Objectif A: D'après le texte sur les luttes pour le salaire ménager, en quelle année est paru l'ouvrage Luttes XXX ?
Objectif B: Prolongez le texte sur les luttes pour le salaire ménager à partir de sa dernière phrase.

Source:
──────────

Les luttes pour le salaire ménager : théorie et pratique
À propos de l’ouvrage de Louise Toupin, Le salaire au travail ménager. Chronique d’une lutte féministe internationale (1972-1977), Montréal, les éditions du remue-ménage, 2014, 452 p., 34,95 $.
« Les femmes pour le salaire ménager » ont représenté un courant très discuté du féminisme de la deuxième vague. Après avoir suscité polémiques et débats passionnés, ce réseau international est presque tombé dans l’oubli, pour aujourd’hui renaître autour des récents travaux de Silvia Federici et des problèmes féministes contemporains. C’est l’occasion pour Morgane Merteuil de recenser l’étude de Louise Toupin, Le salaire au travail ménager. Chronique d’une lutte féministe internationale (1972-1977), qui revient utilement sur l’histoire de ce mouvement, sur son développement et sa marginalisation dans le féminisme mainstream. Une telle réappropriation se révèle plus que salutaire à l’heure où le féminisme s’interroge sur le care et où le débat sur le travail domestique réapparaît dans des termes renouvelés.
Active dès sa création dans le Front de Libération des Femmes du Québec – création sur laquelle elle revenait récemment dans un entretien vidéo publié sur la revue en ligne Raisons Sociales, et qui lui valut quelques semaines de prison – Louise Toupin est également alliée de longue date du mouvement des travailleuses du sexe, collaborant notamment avec l’association québécoise Stella, et auteure de plusieurs articles sur la question du « trafic » des femmes et son traitement par les mouvements féministes. Titulaire d’un doctorat en Science politique et chargée de cours à l’UQAM, elle compte également parmi les fondatrices des Éditions du remue-ménage, chez qui elle a déjà publié d’une part, avec Véronique O’Leary, une histoire du féminisme québécois, Québécoises deboutte ! (en deux tomes, publiés respectivement en 1982 et 1983), et d’autre part une anthologie de textes issus du mouvement des travailleuses du sexe, en codirection cette fois avec Claire Thiboutot et Maria Nengeh Mensah : Luttes XXX. Inspirations du mouvement des travailleuses du sexe (paru en 2011).

──────────

Données brutes:
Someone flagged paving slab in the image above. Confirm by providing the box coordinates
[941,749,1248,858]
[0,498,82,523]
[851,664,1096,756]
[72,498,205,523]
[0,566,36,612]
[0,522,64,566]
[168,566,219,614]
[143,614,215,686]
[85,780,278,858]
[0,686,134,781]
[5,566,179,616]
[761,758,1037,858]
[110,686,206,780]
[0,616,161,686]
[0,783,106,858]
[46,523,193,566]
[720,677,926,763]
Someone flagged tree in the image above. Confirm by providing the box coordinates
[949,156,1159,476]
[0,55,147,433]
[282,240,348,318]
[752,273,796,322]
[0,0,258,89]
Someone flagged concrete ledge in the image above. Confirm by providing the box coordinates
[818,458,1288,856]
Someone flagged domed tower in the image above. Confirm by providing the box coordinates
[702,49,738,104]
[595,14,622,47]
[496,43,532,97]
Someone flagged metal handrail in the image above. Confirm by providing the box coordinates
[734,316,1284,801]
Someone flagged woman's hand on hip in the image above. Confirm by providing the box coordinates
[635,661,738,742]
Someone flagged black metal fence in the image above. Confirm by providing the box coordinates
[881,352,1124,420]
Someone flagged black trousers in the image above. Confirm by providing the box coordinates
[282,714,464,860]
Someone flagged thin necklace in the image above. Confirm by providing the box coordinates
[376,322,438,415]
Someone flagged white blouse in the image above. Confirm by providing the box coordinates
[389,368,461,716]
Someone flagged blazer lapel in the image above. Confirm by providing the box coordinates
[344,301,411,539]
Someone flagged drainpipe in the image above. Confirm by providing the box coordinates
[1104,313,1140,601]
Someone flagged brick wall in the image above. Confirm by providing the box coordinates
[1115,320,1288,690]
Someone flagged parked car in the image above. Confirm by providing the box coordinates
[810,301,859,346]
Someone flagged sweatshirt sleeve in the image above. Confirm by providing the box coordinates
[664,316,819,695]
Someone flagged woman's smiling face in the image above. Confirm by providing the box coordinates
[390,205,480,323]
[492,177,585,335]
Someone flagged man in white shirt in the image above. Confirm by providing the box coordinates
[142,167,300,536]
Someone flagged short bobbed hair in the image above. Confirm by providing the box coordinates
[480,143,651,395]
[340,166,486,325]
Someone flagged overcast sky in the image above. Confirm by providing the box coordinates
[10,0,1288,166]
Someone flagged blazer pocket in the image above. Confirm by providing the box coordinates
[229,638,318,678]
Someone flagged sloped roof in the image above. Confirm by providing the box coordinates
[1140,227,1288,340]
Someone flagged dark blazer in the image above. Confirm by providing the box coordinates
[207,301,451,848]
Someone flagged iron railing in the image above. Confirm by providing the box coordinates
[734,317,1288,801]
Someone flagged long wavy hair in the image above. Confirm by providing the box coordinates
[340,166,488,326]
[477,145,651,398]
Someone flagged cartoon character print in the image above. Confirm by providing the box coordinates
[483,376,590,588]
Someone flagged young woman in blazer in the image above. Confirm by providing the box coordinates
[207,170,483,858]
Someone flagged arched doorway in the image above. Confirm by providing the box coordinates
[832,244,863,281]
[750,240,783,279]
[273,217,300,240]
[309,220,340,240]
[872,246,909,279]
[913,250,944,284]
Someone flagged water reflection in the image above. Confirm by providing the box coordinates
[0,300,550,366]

──────────

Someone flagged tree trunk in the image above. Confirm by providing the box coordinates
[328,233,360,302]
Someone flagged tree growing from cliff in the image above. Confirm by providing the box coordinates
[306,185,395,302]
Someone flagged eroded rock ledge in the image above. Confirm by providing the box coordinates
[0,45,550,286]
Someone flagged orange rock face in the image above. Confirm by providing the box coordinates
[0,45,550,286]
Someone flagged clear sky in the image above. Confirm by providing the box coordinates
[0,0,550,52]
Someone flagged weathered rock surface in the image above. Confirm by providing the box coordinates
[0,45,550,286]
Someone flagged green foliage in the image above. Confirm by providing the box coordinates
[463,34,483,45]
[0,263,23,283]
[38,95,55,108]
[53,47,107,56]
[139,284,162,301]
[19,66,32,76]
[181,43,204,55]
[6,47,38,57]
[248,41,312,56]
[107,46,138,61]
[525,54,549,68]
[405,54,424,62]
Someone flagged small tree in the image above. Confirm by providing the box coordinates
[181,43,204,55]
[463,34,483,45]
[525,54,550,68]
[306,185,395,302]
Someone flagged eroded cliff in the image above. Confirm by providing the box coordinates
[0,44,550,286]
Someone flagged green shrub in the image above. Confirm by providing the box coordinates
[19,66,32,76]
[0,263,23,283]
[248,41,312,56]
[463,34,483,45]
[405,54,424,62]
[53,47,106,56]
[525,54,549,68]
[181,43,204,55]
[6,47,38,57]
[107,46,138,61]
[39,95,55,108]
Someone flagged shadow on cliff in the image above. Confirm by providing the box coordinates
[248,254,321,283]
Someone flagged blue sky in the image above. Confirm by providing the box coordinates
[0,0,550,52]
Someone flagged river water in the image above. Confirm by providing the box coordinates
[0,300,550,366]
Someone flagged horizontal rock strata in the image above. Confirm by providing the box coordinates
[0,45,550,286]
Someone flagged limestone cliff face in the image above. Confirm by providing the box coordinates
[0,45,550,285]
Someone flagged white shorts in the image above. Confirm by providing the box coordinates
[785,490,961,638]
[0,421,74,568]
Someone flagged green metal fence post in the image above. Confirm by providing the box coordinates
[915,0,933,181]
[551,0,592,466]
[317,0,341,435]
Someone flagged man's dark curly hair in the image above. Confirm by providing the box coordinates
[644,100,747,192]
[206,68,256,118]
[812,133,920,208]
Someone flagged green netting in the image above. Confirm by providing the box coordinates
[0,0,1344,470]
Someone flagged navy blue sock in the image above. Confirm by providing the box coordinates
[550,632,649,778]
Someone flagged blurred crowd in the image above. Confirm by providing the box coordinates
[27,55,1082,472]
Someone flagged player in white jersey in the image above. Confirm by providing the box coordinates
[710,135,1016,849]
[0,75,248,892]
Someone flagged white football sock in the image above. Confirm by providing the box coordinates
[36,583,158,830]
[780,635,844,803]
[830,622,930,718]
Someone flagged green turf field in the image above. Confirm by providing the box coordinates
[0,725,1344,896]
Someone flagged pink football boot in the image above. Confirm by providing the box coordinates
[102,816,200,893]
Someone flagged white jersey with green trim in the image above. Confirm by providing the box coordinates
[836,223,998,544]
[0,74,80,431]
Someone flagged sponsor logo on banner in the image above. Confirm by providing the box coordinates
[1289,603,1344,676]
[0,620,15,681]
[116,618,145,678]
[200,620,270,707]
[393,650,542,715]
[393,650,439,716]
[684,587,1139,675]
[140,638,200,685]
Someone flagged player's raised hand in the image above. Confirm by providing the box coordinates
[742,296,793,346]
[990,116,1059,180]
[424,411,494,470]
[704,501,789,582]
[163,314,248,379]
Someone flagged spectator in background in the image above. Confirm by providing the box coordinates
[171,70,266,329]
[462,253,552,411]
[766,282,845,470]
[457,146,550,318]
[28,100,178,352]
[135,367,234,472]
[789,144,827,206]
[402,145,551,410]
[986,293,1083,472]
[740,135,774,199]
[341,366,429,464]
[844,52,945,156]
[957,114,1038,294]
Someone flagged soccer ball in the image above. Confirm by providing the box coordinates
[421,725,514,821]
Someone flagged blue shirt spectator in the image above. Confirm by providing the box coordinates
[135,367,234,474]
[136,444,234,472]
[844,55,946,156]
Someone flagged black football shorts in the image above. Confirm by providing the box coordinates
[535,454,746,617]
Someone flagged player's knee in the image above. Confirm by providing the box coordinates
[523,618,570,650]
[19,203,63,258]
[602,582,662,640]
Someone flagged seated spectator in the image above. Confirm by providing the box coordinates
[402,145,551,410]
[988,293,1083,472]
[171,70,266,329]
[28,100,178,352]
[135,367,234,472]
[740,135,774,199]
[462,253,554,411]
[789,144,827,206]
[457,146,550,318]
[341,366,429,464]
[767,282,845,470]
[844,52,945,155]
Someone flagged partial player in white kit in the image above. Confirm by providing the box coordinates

──────────

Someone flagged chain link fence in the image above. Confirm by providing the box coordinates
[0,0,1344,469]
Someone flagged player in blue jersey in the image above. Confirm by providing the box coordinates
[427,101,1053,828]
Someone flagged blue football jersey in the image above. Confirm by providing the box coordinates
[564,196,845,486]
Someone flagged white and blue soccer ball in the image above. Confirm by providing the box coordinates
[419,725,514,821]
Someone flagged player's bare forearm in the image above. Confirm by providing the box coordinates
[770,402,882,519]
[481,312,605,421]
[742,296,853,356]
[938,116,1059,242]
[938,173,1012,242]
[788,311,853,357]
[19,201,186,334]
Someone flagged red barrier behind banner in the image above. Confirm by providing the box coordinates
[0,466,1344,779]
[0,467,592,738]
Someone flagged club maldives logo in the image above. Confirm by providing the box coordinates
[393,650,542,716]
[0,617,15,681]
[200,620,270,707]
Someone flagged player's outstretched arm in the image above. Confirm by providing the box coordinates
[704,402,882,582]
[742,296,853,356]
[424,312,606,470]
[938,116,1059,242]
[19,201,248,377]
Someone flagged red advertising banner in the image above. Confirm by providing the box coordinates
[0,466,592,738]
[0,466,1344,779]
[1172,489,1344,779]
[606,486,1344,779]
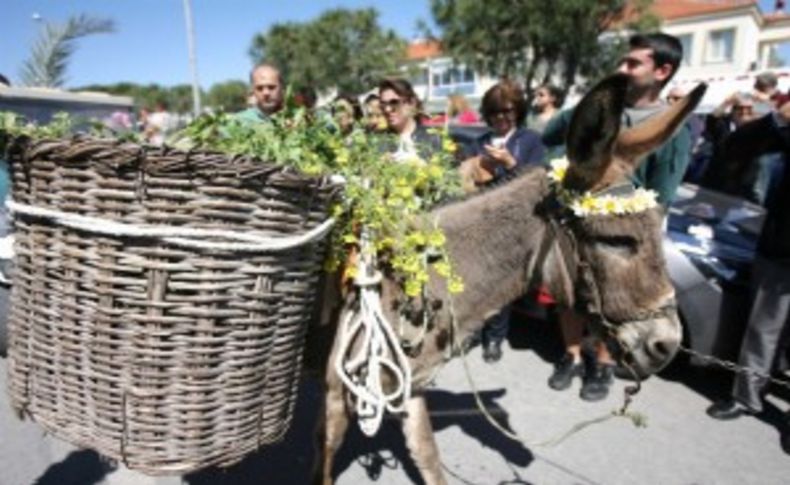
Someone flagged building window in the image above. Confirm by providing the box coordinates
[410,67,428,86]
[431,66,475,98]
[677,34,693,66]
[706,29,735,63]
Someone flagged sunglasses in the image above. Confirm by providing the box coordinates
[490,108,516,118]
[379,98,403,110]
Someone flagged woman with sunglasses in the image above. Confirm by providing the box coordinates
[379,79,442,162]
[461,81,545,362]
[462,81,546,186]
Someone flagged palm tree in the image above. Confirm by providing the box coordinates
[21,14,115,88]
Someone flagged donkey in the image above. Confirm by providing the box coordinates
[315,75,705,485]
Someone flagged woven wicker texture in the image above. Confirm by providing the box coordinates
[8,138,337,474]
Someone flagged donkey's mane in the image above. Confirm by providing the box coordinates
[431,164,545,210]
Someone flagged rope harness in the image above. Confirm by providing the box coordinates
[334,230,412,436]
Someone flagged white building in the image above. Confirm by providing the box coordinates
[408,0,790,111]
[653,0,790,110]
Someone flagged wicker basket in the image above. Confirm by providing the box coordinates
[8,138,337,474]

──────────

Réponse A: En 2011.

Réponse B:
Dans son dernier ouvrage, Le salaire au travail ménager. Chronique d’une lutte féministe internationale (1972-1977), c’est un épisode oublié de l’histoire du féminisme qu’elle nous propose de découvrir : celui du Collectif Féministe International (CFI), qui s’est fondé au début des années 1970 autour de la revendication d’un salaire pour le travail ménager. Si l’on trouve quelques travaux consacrés à ce mouvement en langue anglaise (voir par exemple Elizabeth Homans, Wages for Housework in the Decade of Women’s Liberation), les références francophones sur le sujet sont particulièrement rares, voire inexistantes. C’est donc le résultat à la fois d’un énorme travail d’archives (dont les archives personnelles de Mariarosa Dalla Costa et de Silvia Federici), de traductions et d’entretiens, qui permet à Louise Toupin de remobiliser aujourd’hui l’histoire d’un mouvement qui participa tout de même, à l’échelle internationale, tant à la construction d’un réseau de militantes engagées dans des luttes locales, qu’à la production d’un important corpus théorique qui renouvelait l’approche marxiste à partir d’une perspective féministe.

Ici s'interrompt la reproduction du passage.